**WORK TO COMPLETE**
Copy the entries below exactly; any picture among them should be left out.

**DATASET**
/---
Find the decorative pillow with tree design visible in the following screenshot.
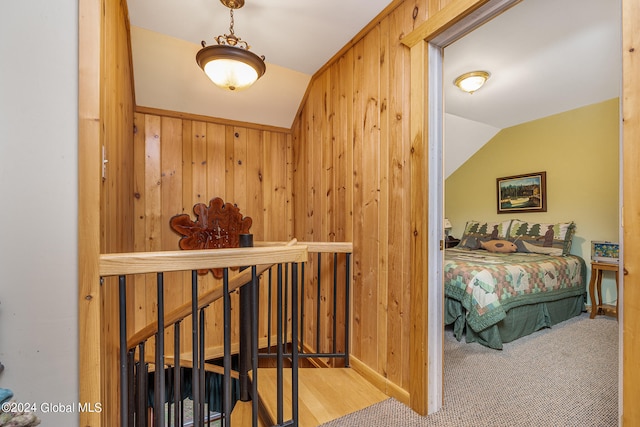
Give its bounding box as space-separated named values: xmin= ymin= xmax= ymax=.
xmin=457 ymin=220 xmax=513 ymax=250
xmin=507 ymin=220 xmax=575 ymax=255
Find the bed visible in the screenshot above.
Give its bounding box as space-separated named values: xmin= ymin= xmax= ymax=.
xmin=445 ymin=219 xmax=587 ymax=349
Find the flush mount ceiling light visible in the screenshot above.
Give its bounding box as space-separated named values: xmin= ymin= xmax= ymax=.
\---
**ANSWER FOR THE TASK**
Find the decorative pillow with tree design visible in the following screenshot.
Give its bounding box as space-separated named values: xmin= ymin= xmax= ymax=.
xmin=457 ymin=220 xmax=513 ymax=250
xmin=507 ymin=220 xmax=575 ymax=255
Find the bed visible in the screenshot above.
Give its bounding box as space-separated named values: xmin= ymin= xmax= ymax=.
xmin=445 ymin=219 xmax=587 ymax=349
Find the flush mount ceiling light visible in the screenshot above.
Give its bounding box as space-separated named values: xmin= ymin= xmax= ymax=.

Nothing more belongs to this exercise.